PROBLEM TO WORK ON:
What you return should match the data exactly, from the first line to the last.

Data entries
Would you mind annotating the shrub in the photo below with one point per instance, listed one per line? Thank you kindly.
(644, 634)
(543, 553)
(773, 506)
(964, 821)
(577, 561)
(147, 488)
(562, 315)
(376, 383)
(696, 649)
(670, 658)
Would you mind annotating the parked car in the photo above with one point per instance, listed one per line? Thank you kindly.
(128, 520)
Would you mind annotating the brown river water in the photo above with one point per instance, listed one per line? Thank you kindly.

RESULT BELOW:
Would you mind annotating the shrub in the photo below with one point per instance, listed one per line? Thank you kindly.
(644, 634)
(543, 553)
(773, 506)
(964, 821)
(577, 561)
(147, 488)
(562, 315)
(376, 383)
(696, 649)
(670, 658)
Would you mind annotating the parked car in the photo above with one point per instance, listed one per line? Thank you kindly.
(128, 520)
Would you mind annotating the brown river water in the photo above with one point per instance, listed one per line? Thank you kindly.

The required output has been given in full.